Precisely what remedy I should propose for these omissions is far from clear to me; I have to confess that my ideas in this region of the subject are still in a very rudimentary state. But I will do the best I can.

I suspect that there is no single characterization of Transcendental Arguments which will accommodate all of the traditionally recognized specimens of the kind; indeed, there seem to me to be at least three sorts of argument-pattern with good claims to be dignified with the title of Transcendental.

(1) One pattern fits Descartes's cogito argument, which Kant himself seems to have regarded as paradigmatic. This argument may be represented as pointing to a thesis, namely his own existence, to which a real or pretended sceptic is thought of as expressing enmity, in the form of doubt; and it seeks to show that the sceptic's procedure is self. destructive in that there is an irresoluble conflict between, on the one hand, what the sceptic is suggesting (that he does not exist), and on the other hand the possession by his act of suggesting, of the illocutionary character (being the expression of a doubt) which it not only has but must, on the account, be supposed by the sceptic to have. It might, in this case, be legitimate to go on to say that the expression of doubt cannot be denied application, since without the capacity for the expression ofdoubt the exercise of rationality will be impossible; but while this addition might link this pattern with the two following patterns, it does not seem to add anything to the cogency of the argument.

▶ STATED PROBLEM A: In the passage on transcendental arguments, how many sorts of argument-pattern does the writer believe have good claims to be called Transcendental?
The passage and the entries have no connection to each other.

▶ LISTED RECORDS:

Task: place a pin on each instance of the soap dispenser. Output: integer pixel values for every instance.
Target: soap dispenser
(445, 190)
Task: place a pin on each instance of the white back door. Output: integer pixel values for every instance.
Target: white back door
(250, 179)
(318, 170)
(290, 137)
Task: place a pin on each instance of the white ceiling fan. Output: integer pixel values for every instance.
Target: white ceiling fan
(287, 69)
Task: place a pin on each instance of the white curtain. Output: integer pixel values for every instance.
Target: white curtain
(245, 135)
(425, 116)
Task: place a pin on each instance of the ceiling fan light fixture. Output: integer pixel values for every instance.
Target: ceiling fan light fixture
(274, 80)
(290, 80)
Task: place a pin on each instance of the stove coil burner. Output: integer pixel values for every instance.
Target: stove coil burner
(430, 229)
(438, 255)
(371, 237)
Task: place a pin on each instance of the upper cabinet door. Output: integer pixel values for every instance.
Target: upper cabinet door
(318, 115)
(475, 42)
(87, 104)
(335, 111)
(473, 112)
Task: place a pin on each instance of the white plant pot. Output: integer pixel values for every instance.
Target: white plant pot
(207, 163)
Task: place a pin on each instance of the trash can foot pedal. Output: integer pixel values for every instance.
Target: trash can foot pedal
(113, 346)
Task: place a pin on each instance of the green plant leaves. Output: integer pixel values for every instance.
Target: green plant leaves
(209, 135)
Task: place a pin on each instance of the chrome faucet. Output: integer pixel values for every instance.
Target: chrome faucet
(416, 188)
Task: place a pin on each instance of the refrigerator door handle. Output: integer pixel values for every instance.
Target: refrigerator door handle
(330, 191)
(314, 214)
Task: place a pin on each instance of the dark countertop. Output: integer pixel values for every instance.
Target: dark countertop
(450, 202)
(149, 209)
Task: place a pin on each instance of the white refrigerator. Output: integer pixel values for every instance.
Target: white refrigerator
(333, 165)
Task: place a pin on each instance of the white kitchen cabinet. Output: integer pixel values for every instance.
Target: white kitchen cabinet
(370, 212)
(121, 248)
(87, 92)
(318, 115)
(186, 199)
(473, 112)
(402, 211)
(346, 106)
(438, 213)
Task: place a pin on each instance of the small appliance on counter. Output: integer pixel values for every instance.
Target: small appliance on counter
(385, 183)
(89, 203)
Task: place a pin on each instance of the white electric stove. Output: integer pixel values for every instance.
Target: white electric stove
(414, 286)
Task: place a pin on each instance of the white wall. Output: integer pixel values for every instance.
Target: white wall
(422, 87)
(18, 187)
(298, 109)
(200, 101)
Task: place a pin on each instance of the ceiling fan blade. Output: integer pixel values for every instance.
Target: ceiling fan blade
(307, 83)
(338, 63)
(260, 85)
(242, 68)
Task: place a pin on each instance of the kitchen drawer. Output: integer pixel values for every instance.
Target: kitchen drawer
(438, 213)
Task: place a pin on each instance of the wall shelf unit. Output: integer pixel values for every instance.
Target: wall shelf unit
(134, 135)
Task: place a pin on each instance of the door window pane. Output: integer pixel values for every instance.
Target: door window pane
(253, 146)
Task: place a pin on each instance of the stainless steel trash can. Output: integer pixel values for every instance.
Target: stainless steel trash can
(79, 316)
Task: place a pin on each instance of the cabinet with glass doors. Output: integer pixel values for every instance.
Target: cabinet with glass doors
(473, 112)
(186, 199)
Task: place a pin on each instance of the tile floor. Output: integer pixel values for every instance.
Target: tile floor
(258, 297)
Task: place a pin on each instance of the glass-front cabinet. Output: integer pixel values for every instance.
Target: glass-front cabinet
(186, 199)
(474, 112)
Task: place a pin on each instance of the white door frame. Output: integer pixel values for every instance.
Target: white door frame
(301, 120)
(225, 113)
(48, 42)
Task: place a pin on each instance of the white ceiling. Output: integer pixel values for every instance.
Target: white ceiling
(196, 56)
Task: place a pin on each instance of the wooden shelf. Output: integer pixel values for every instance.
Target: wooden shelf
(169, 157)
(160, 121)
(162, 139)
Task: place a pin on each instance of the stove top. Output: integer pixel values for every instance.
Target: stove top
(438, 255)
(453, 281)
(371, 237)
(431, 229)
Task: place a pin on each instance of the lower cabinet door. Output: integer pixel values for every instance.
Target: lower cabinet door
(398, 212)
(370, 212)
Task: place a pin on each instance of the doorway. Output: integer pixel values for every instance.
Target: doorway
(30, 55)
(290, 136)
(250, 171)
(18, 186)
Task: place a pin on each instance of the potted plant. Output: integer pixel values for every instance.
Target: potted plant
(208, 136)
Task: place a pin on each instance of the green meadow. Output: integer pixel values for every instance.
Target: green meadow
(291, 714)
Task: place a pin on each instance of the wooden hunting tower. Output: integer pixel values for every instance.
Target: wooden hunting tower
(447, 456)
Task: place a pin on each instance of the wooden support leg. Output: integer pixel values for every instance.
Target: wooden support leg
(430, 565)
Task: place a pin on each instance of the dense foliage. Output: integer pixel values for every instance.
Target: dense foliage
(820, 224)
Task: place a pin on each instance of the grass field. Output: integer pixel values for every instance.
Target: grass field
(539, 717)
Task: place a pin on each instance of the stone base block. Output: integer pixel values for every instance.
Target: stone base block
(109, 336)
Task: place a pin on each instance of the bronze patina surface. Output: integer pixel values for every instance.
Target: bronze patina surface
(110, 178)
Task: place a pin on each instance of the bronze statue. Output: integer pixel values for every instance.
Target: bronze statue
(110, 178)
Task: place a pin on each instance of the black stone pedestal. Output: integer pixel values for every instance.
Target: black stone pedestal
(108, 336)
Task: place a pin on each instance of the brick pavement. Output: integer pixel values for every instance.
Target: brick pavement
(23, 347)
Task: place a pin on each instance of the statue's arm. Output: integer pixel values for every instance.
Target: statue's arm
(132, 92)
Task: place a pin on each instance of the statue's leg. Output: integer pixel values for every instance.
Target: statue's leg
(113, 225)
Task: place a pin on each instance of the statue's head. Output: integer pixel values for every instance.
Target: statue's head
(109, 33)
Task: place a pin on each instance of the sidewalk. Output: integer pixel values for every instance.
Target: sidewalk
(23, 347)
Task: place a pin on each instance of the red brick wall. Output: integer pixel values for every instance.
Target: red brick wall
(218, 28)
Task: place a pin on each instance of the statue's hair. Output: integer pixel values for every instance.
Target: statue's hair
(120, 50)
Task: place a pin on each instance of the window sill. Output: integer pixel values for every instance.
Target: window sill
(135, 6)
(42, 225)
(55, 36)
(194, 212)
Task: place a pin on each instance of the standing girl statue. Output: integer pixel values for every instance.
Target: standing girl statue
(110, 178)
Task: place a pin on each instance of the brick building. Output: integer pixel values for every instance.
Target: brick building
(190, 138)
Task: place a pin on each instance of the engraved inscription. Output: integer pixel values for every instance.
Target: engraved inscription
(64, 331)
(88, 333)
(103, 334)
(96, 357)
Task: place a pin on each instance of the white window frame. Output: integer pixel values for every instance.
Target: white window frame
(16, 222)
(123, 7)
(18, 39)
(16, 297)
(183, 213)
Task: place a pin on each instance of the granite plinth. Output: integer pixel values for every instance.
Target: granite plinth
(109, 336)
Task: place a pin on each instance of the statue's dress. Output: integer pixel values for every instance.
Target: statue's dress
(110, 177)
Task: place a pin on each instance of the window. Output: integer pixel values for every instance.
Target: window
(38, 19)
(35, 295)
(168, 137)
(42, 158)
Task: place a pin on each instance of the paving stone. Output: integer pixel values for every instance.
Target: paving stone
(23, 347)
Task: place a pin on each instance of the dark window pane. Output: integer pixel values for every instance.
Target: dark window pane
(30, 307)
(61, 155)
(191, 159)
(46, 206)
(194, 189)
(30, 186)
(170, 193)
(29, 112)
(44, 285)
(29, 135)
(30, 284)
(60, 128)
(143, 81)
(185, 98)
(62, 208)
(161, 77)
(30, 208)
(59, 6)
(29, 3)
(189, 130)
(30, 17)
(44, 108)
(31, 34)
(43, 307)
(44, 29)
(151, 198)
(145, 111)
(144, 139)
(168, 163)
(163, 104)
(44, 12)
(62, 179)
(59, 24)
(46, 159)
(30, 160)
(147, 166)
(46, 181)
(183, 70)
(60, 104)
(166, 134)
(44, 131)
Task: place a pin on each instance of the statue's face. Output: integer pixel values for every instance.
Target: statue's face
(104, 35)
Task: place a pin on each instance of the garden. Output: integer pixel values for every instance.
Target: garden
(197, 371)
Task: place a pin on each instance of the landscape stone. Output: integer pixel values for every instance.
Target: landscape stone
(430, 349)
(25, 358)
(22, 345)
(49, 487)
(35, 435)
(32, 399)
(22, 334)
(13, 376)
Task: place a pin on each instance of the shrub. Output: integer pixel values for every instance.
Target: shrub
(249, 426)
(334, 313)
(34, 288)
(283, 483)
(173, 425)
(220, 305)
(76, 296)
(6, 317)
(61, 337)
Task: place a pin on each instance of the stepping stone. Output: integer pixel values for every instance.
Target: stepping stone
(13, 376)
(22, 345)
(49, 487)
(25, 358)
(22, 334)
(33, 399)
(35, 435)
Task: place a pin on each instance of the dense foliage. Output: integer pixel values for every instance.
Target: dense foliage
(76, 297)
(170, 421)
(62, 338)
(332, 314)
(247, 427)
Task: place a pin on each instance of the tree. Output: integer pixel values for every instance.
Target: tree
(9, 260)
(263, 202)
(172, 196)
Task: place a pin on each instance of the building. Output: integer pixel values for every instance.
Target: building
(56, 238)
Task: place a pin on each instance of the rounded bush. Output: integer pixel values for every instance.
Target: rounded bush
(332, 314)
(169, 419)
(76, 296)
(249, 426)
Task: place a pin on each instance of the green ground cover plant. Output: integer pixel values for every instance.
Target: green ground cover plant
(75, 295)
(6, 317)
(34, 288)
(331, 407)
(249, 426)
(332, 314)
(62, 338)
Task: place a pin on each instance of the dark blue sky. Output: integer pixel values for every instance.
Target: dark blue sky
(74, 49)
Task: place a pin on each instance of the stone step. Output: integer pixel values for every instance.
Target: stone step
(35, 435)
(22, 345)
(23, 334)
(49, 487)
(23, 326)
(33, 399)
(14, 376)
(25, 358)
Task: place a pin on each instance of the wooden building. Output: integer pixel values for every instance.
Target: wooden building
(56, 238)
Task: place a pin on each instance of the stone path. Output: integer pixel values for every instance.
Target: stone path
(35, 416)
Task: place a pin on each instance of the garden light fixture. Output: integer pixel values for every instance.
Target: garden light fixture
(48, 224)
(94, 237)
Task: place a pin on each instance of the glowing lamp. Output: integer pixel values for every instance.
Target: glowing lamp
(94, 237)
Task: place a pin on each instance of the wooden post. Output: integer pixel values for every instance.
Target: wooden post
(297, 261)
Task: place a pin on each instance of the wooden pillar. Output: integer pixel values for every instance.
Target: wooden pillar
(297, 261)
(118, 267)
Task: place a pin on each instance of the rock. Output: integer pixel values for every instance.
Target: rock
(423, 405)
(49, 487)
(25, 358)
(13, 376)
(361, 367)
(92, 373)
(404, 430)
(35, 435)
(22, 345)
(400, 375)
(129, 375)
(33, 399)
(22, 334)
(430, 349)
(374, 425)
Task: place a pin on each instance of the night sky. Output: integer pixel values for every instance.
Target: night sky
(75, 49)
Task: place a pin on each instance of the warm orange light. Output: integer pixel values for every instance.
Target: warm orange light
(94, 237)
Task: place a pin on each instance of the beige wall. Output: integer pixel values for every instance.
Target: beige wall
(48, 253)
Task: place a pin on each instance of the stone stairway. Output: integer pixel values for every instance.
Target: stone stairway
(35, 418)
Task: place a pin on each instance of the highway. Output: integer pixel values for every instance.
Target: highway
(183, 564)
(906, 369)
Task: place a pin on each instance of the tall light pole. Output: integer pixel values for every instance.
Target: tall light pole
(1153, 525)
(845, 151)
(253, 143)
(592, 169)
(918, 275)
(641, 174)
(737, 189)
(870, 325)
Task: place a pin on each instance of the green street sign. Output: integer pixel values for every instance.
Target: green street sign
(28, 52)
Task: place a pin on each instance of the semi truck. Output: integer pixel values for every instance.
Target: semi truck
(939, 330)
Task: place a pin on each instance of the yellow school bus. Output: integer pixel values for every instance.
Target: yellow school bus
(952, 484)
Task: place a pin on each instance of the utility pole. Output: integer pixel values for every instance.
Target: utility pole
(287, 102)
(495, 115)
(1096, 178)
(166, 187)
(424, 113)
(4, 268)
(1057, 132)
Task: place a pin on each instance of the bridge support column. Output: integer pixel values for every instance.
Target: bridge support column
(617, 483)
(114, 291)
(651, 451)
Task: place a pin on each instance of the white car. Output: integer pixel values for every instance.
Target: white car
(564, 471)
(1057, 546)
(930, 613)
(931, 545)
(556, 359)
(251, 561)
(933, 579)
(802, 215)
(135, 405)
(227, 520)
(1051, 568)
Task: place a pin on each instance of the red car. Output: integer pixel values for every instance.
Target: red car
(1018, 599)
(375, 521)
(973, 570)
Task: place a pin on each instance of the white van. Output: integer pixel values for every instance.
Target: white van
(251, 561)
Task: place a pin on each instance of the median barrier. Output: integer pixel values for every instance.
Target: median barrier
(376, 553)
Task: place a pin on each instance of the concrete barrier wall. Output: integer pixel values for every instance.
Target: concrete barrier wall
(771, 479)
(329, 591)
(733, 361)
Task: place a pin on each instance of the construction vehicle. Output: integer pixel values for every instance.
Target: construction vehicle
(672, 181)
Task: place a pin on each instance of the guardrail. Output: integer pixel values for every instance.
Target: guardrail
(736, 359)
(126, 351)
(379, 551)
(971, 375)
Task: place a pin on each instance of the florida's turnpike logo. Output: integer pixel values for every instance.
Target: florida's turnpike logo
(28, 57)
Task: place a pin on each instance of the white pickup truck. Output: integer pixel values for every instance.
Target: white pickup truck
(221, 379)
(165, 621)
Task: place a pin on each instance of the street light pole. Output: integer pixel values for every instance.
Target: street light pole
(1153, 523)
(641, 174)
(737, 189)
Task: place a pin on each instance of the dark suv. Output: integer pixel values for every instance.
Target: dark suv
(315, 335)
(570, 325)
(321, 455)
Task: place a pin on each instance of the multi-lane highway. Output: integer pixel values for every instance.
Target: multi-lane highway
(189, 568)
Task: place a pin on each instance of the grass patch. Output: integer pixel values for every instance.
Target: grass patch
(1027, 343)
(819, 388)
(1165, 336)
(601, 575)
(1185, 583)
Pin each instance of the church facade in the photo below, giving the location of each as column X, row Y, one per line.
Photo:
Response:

▶ STATED PROBLEM B: Recast part of the entries as a JSON list of strings with one string per line and blank lines omitted. Begin at the line that has "Task: place a pin on each instance of the red car." and continue through the final line of the entries.

▶ RESPONSE A: At least three.

▶ RESPONSE B:
[
  "Task: place a pin on each instance of the red car. Output: integer pixel values for every instance.",
  "Target: red car",
  "(1018, 599)",
  "(375, 521)",
  "(973, 570)",
  "Task: place a pin on each instance of the white van. Output: integer pixel values for every instance.",
  "Target: white van",
  "(251, 561)",
  "Task: place a pin on each instance of the median barrier. Output: integer pixel values for every instance.",
  "Target: median barrier",
  "(376, 553)",
  "Task: place a pin on each instance of the concrete barrier wall. Output: integer pixel values for every instance.",
  "Target: concrete barrier wall",
  "(771, 479)",
  "(329, 591)",
  "(733, 361)",
  "Task: place a pin on each instance of the construction vehicle. Output: integer pixel values for every instance.",
  "Target: construction vehicle",
  "(672, 181)",
  "Task: place a pin on each instance of the guardrail. Output: integer pixel values for every instance.",
  "Target: guardrail",
  "(736, 359)",
  "(126, 351)",
  "(379, 551)",
  "(971, 375)",
  "Task: place a pin on each instance of the florida's turnpike logo. Output: integer pixel values for every instance.",
  "Target: florida's turnpike logo",
  "(28, 57)",
  "Task: place a pin on each instance of the white pickup truck. Output: integer pixel values for every instance.",
  "Target: white pickup truck",
  "(221, 379)",
  "(165, 621)",
  "Task: place a pin on each instance of the street light pole. Output: integer pixel values for every instance.",
  "Target: street light pole",
  "(1153, 523)",
  "(641, 174)",
  "(737, 189)",
  "Task: place a pin on each instance of the dark suv. Output: integer pixel values for every instance.",
  "Target: dark suv",
  "(315, 335)",
  "(570, 325)",
  "(321, 455)",
  "Task: place a pin on each instance of the multi-lane highway. Output: integer pixel values for every instance.",
  "Target: multi-lane highway",
  "(189, 568)",
  "Task: place a pin on each instance of the grass patch. Output: integer pixel values for every instance.",
  "Target: grass patch",
  "(1027, 343)",
  "(819, 388)",
  "(1165, 336)",
  "(601, 575)",
  "(1185, 583)",
  "Pin each instance of the church facade in the photo below, giving the location of each as column X, row Y, one per line.",
  "Photo:",
  "Response:"
]